Instructions:
(1) According to the column on M16 shirts, where were the first black T-shirts with the rifle silhouette made?
(2) From the column on M16 shirts, reproduce everything from "Israeli police officers" down to "Israeli man tweeted.", word for word.

Document extract:
+++
It is forbidden to live; it is permissible to die, but not to be buried. It is forbidden to gather and to wave a flag. It is forbidden to travel to the sea and to visit the family in Gaza. It is forbidden to arm yourself, and also to dress yourself. All the rage among the occupied: M16 fashion; all the rage among the occupier: forbidden fashion.
Israeli police officers have raided shops and seized M16 shirts. The merchants conceal them, and there’s already a black market for the black T-shirts. Social media is exploding from the volume of complaints by hypocritical Israelis: The supermarket delivery guy showed up at their home in an M16 shirt, how terrifying; two boys roamed the halls of a Jerusalem hospital wearing M16 shirts. “We treat their children and they want to slaughter us. You won’t believe your eyes,” an agitated Israeli man tweeted.
You won’t believe your eyes. Now they can’t even wear whatever they want. M16 fashion, which began with black T-shirts with the silhouette of an M16 rifle printed in silver, made in Turkey, is spreading like wildfire. What a twist: An American rifle, with which the Israeli army has killed thousands of Palestinians over the years, has become a symbol of the struggle against the occupation and an emblem that the occupier has prohibited.
We – the photographer Alex Levac and I – saw our first shirt at a house of mourners at the Balata refugee camp about two months ago. Border Police officers fired 12 bullets – perhaps from an M16 – into the body of a 16-year-old boy, killing him. Since then we haven’t seen a single Palestinian street without young people wearing the black shirts with the image. The fashion has expanded, there are shoes, socks and sweats, soon there will be underwear as well: terror trunks. The new line of terror bras is in development. The occupation forces will have to switch to manhunts of people wearing the bras and underpants. The checkpoints will have purpose-built examination booths, and every Palestinian passing through will have to strip and show their briefs or bras. Border Police officers will get special training in uncovering concealed brand labels; undercover officers disguised as Arabs – mista’arvim – will add M16 shirts to their wardrobes.
+++
Information:
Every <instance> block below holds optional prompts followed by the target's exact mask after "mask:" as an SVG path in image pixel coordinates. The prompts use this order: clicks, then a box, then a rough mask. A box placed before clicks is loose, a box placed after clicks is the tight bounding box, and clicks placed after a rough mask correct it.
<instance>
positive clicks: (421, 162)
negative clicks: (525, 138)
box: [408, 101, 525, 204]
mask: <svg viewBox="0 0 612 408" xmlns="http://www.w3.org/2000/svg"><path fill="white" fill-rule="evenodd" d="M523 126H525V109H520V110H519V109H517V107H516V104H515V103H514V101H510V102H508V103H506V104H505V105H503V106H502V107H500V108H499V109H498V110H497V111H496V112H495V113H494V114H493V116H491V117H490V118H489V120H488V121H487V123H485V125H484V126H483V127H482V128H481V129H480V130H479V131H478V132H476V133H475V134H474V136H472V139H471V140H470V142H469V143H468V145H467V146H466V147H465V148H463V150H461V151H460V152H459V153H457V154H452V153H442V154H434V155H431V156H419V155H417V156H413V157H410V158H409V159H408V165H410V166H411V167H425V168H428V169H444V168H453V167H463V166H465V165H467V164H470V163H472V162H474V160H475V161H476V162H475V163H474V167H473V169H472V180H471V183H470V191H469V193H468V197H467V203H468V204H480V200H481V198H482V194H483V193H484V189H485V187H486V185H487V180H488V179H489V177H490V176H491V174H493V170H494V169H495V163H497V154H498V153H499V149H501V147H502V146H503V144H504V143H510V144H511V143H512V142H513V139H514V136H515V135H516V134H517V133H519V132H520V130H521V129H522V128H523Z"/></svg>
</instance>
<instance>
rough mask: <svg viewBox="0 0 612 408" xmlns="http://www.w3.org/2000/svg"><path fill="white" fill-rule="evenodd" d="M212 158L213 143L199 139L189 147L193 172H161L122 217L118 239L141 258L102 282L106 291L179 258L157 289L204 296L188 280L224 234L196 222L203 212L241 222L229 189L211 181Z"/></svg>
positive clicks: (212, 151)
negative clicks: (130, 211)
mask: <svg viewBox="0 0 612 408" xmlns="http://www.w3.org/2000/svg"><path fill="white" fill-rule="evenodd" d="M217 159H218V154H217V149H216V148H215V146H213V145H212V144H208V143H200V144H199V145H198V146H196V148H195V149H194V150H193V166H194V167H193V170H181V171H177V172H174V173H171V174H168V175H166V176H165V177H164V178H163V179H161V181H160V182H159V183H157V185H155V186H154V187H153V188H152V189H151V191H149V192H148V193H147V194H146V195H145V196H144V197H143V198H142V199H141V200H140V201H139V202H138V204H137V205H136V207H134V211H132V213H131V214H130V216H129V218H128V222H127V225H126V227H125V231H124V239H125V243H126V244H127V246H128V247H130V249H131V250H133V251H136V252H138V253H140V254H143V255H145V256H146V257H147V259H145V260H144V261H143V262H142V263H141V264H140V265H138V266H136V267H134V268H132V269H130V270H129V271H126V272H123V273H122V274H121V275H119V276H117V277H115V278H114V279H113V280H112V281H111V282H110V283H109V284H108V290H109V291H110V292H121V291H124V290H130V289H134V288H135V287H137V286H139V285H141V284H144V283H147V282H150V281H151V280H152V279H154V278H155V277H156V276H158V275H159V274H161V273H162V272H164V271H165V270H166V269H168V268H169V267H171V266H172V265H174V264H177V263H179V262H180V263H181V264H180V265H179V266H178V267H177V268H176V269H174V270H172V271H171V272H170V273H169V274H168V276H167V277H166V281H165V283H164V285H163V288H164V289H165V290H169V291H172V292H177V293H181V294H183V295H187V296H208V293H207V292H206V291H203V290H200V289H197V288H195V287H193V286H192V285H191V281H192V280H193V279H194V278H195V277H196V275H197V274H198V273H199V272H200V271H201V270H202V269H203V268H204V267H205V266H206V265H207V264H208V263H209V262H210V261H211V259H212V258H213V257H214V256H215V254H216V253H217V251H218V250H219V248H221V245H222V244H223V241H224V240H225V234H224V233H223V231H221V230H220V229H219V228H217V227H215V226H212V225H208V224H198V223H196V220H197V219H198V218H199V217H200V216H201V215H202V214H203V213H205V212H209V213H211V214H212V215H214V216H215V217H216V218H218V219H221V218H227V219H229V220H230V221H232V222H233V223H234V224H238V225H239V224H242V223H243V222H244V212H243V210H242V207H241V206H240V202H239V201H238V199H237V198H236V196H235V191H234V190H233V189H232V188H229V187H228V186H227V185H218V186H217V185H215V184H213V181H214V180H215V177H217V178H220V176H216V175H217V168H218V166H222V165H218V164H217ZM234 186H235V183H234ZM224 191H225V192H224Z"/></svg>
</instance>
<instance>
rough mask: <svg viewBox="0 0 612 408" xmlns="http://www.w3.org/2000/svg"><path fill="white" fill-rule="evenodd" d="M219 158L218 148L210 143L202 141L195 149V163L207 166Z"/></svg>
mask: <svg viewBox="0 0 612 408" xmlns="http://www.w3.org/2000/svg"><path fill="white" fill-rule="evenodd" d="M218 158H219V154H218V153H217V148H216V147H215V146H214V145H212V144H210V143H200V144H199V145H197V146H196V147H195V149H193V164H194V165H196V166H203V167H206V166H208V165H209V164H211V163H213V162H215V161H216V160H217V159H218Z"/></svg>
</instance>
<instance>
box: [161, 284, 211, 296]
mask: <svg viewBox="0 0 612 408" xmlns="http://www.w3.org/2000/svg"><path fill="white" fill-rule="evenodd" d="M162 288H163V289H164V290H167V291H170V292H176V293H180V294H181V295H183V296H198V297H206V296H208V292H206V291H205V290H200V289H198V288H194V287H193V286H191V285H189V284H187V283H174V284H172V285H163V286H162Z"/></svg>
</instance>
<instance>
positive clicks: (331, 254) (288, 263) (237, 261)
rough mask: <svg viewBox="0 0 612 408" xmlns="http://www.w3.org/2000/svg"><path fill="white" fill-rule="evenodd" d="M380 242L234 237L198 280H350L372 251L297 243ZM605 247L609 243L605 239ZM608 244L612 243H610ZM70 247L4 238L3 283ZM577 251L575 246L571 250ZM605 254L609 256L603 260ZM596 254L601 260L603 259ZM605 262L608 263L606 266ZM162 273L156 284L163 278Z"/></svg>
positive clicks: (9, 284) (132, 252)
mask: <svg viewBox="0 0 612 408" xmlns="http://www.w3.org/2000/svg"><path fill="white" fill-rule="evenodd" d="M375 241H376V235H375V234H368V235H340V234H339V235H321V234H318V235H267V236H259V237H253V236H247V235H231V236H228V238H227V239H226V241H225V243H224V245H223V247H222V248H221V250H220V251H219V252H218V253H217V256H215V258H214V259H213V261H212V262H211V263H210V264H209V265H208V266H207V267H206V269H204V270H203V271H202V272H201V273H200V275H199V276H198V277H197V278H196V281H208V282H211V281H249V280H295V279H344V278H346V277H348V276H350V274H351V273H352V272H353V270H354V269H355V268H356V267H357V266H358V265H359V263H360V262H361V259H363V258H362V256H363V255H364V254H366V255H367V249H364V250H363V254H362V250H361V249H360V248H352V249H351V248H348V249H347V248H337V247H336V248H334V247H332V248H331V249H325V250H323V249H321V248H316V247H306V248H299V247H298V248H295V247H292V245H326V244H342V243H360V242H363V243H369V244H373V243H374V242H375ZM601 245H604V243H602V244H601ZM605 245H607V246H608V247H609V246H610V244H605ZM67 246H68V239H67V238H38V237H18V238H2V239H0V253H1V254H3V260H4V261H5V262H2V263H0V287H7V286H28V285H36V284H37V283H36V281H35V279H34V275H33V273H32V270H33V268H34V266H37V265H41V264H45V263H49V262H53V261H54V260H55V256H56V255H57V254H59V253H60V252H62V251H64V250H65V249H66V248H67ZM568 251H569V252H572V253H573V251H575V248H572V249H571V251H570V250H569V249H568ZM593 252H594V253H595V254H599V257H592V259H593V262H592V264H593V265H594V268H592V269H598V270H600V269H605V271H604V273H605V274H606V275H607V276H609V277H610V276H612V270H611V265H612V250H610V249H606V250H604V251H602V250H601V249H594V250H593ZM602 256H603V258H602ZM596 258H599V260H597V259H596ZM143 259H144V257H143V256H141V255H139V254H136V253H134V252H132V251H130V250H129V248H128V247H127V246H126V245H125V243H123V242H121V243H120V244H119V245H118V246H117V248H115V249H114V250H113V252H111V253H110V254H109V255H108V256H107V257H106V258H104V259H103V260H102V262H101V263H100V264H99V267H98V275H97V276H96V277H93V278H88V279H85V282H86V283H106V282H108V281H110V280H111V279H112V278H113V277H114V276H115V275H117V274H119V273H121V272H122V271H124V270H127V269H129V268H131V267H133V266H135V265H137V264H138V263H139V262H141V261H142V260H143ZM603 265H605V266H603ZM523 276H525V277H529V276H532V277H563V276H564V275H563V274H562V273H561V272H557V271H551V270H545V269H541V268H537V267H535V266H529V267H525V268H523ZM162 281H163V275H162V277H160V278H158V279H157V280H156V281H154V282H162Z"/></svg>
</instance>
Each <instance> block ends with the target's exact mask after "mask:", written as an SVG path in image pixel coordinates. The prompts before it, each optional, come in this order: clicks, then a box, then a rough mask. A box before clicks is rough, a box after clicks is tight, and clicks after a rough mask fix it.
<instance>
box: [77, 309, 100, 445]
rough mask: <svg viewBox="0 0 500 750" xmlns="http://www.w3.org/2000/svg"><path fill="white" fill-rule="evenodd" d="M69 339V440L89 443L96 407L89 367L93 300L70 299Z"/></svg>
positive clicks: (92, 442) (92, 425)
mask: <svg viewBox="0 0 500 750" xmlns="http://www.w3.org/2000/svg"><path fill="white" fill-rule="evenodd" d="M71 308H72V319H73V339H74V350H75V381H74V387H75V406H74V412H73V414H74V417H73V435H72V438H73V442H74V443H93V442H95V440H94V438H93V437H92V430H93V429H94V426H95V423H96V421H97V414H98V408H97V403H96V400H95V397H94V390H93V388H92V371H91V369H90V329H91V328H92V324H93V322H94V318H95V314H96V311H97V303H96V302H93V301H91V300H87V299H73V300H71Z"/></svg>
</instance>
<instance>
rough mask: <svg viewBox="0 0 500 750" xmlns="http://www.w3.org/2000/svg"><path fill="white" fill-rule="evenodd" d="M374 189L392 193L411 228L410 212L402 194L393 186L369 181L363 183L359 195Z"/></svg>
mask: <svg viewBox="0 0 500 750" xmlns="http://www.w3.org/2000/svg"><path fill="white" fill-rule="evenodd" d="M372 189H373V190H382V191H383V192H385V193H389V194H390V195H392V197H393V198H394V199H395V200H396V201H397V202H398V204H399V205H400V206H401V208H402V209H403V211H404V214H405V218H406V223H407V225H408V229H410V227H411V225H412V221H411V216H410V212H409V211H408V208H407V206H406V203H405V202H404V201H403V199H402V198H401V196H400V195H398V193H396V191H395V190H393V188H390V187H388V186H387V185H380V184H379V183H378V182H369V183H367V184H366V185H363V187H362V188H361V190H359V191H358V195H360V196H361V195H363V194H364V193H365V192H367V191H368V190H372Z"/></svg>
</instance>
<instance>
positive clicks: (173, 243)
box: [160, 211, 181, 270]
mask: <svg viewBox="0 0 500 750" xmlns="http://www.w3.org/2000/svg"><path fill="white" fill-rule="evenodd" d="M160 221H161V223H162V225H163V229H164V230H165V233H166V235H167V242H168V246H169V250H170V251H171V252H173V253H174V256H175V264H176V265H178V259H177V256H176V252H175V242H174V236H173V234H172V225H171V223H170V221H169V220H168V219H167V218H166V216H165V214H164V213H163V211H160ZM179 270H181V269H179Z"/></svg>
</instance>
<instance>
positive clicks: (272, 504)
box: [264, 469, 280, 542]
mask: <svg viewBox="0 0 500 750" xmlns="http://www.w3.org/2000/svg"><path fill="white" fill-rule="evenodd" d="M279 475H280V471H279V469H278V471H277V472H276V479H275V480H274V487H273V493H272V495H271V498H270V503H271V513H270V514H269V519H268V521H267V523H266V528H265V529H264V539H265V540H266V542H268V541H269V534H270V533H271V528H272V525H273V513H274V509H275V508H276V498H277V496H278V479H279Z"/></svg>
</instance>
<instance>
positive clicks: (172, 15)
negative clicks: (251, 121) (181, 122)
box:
+++
Results of the exercise:
(1) In Turkey.

(2)
Israeli police officers have raided shops and seized M16 shirts. The merchants conceal them, and there’s already a black market for the black T-shirts. Social media is exploding from the volume of complaints by hypocritical Israelis: The supermarket delivery guy showed up at their home in an M16 shirt, how terrifying; two boys roamed the halls of a Jerusalem hospital wearing M16 shirts. “We treat their children and they want to slaughter us. You won’t believe your eyes,” an agitated Israeli man tweeted.